• [Entries from a dataset]:
· · · · ·
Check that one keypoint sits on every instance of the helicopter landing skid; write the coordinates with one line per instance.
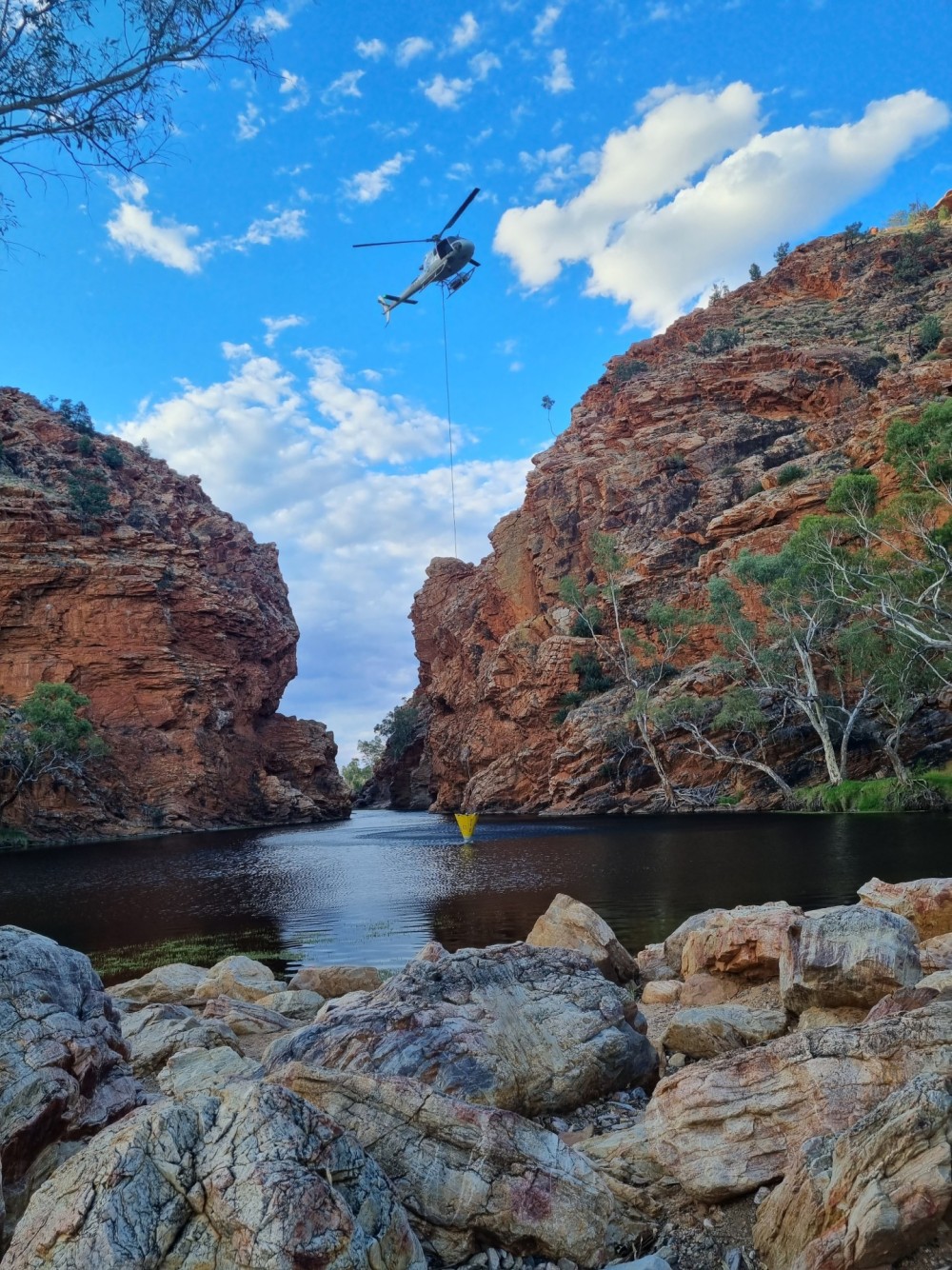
(453, 285)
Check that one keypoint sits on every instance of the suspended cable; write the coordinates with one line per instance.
(449, 417)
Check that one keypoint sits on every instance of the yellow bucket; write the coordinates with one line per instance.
(467, 824)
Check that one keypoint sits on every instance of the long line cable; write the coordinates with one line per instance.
(449, 417)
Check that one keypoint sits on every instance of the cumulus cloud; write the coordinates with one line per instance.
(273, 327)
(697, 189)
(366, 187)
(545, 22)
(295, 89)
(465, 32)
(446, 93)
(560, 78)
(371, 49)
(354, 486)
(407, 50)
(133, 228)
(345, 86)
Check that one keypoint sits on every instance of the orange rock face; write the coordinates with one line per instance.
(680, 459)
(174, 623)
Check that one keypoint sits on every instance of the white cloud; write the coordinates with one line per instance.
(295, 88)
(249, 122)
(697, 190)
(483, 64)
(276, 326)
(132, 228)
(545, 22)
(366, 187)
(345, 86)
(465, 32)
(319, 468)
(371, 49)
(560, 78)
(410, 49)
(446, 93)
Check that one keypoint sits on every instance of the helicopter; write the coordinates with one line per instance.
(446, 263)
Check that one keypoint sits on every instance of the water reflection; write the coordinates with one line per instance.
(379, 886)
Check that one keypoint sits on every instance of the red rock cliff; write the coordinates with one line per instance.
(177, 625)
(678, 460)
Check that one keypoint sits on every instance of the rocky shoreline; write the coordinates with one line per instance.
(764, 1088)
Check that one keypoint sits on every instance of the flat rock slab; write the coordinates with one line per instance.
(167, 984)
(253, 1176)
(206, 1071)
(868, 1195)
(247, 1018)
(337, 981)
(712, 1030)
(64, 1064)
(567, 923)
(239, 977)
(531, 1030)
(300, 1004)
(927, 903)
(726, 1126)
(468, 1176)
(743, 942)
(156, 1031)
(848, 958)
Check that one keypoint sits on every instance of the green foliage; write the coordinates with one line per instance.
(76, 415)
(716, 339)
(790, 472)
(90, 497)
(399, 728)
(853, 491)
(928, 333)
· · · · ·
• [PROBLEM STATEMENT]:
Rewrite each line of the rows above as a Markdown table with the columns Number and Text, skipping blank lines. Leave the pictures out of the table.

• [CORRECT RESPONSE]:
| Number | Text |
|---|---|
| 1 | Check that one keypoint sits on every instance of the helicopter landing skid; write the coordinates with one line per instance. |
| 2 | (453, 285) |
| 3 | Check that one keypoint sits on every instance of the suspended cable; write the coordinates with one line per instance. |
| 4 | (449, 417) |
| 5 | Check that one keypoint sits on every instance of the yellow bucket; write the coordinates with one line per instance. |
| 6 | (467, 824) |
| 7 | Check that one keypoint sits on every instance of the long line cable; write the coordinates with one line per instance. |
| 8 | (449, 417) |
| 9 | Check that one keypoint sits on every instance of the cumulus cloud; write the coordinates with one line per instance. |
| 10 | (273, 327) |
| 11 | (697, 189) |
| 12 | (366, 187) |
| 13 | (545, 22) |
| 14 | (295, 89) |
| 15 | (465, 32) |
| 16 | (446, 93) |
| 17 | (560, 78) |
| 18 | (371, 49) |
| 19 | (354, 486) |
| 20 | (407, 50) |
| 21 | (133, 228) |
| 22 | (345, 86) |
| 23 | Check that one keypoint sits on every instance of the orange rock face; write the coordinates with one line per instance. |
| 24 | (680, 459) |
| 25 | (174, 623) |
| 26 | Check that one keypoint sits on every instance of the white cloud; write the coordinates with one line per instance. |
| 27 | (295, 88) |
| 28 | (249, 122) |
| 29 | (697, 190) |
| 30 | (483, 64) |
| 31 | (276, 326) |
| 32 | (132, 228) |
| 33 | (545, 22) |
| 34 | (366, 187) |
| 35 | (345, 86) |
| 36 | (465, 32) |
| 37 | (319, 468) |
| 38 | (371, 49) |
| 39 | (560, 78) |
| 40 | (410, 49) |
| 41 | (446, 93) |
| 42 | Check that one keypoint sits on every instance of the helicopter; write the coordinates with one line per instance. |
| 43 | (446, 263) |
| 44 | Check that one keypoint sits on every instance of the water reflection; write the coordinates with one line per instance. |
| 45 | (379, 886) |
| 46 | Check that one keypoint sits on every instance of the red rock cliff; write the coordinates with one line per instance. |
| 47 | (177, 625) |
| 48 | (678, 460) |
| 49 | Check that one keypoint sits on every instance of the rocky shoreline; write the coordinates with one line per instance. |
| 50 | (764, 1088) |
| 51 | Check that one keypoint sits on every instance of the flat rock slab; write the coordinates with one line per instance. |
| 52 | (167, 984) |
| 53 | (253, 1176) |
| 54 | (206, 1071) |
| 55 | (868, 1195) |
| 56 | (247, 1018) |
| 57 | (337, 981) |
| 58 | (712, 1030) |
| 59 | (64, 1064) |
| 60 | (567, 923) |
| 61 | (239, 977) |
| 62 | (531, 1030) |
| 63 | (300, 1004) |
| 64 | (927, 903) |
| 65 | (726, 1126) |
| 66 | (468, 1176) |
| 67 | (743, 942) |
| 68 | (156, 1031) |
| 69 | (848, 958) |
| 70 | Check that one keypoint sits on every instance of the green foliage; write the coordinates with one line per instance. |
| 71 | (76, 415) |
| 72 | (716, 339) |
| 73 | (790, 472) |
| 74 | (90, 497) |
| 75 | (399, 728) |
| 76 | (853, 491) |
| 77 | (928, 333) |